# start of Provided passage

`leading_zeros()` has UB ... again?

According to the doc of x86 instruction bsr:

If the content source operand is 0, the content of the destination operand is undefined.

Let's try the following Rust code:

fn foo1(a: u32) -> u32 {
    a.leading_zeros()
}

fn foo2(a: u32) -> u32 {
    if a == 0 {
        return 32;
    }
    a.leading_zeros()
}

Both of the two functions compiles to the following assembly codes (in release mode, playground):

	mov	eax, 63
	bsr	eax, edi
	xor	eax, 31
	ret

It's obviously that when edi is zero, the value of eax is undefined after the bsr instruction, and thus the return value is undefined.

And I also tried this C code:

unsigned int foo(unsigned int a) {
    if (a == 0) {
        return 32;
    }
    return __builtin_clz(a);
}

And by GCC, the code is compiled to the following assembly code (with -O3, Compiler explorer):

foo:
        bsr     eax, edi
        mov     edx, 32
        xor     eax, 31
        test    edi, edi
        cmove   eax, edx
        ret

So GCC handles the corner case without any UB.

Unfortunately, clang also has this UB. So this seems related to LLVM. However, I'm not so familiar with LLVM, so could anyone look into this and find out what's wrong?

P.S. I found that there is a similar post in 2017, and what they said implies that, maybe there was no UB at that time?

3 Likes

Compiler explorer shows it having changed since clang 20.1.0.

Looking around the llvm-project PRs I found this: [X86] Handle BSF/BSR "zero-input pass through" behaviour, which was merged in llvmorg-20.1.0-rc1, and suggests that the behaviour was actually never undefined on x86-64 and Intel and AMD have documentation stating so.

# end of Provided passage

Complete the following:
**a)** In the forum thread, shorten the paragraph that begins "Looking around the llvm-project PRs" into a brief list that keeps its main facts.
**b)** Locate each line in the rows that contains the word "bare" and copy every one of them out.
The forum thread and the rows come from separate, unrelated sources.

# start of Dataset extract

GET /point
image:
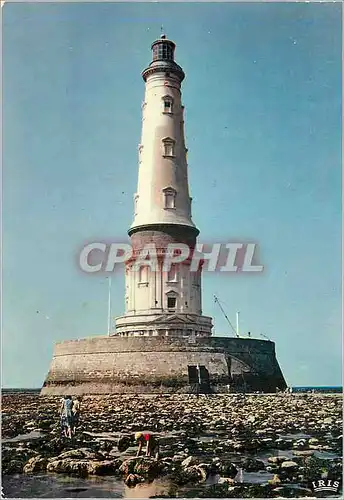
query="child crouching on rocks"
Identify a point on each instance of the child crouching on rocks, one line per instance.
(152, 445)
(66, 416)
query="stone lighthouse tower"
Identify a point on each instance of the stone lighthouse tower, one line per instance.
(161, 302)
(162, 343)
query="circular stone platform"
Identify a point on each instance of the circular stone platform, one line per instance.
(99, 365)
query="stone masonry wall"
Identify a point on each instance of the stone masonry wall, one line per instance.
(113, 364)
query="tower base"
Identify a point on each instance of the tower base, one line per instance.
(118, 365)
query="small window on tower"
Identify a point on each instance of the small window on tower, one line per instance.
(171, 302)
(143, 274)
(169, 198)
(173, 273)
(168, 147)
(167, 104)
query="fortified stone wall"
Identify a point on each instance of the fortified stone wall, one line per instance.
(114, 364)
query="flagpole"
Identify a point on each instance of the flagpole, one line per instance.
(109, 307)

# end of Dataset extract
# start of Dataset extract

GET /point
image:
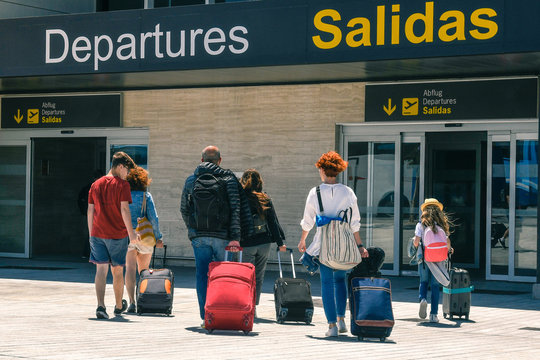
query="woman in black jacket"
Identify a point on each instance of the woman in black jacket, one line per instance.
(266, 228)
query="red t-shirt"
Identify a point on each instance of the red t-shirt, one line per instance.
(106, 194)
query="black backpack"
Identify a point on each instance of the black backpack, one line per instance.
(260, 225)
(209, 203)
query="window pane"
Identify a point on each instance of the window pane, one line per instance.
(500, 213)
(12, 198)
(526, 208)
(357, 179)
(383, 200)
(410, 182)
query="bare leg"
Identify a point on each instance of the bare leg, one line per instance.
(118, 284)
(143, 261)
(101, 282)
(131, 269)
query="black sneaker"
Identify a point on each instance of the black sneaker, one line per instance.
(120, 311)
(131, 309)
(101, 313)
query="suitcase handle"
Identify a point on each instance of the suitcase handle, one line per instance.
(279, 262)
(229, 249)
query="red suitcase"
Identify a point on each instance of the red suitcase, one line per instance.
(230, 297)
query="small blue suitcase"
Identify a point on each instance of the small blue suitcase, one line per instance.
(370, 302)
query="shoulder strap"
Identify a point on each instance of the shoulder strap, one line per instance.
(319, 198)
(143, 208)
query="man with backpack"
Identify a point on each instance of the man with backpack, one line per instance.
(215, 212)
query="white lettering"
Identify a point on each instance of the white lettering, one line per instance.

# end of Dataset extract

Expected responses:
**a)**
- Found PR: "[X86] Handle BSF/BSR "zero-input pass through" behaviour"
- Merged in llvmorg-20.1.0-rc1
- Suggests the behavior was never actually undefined on x86-64
- Intel and AMD have documentation saying so

**b)**
query="bare leg"
Identify a point on each instance of the bare leg, one line per instance.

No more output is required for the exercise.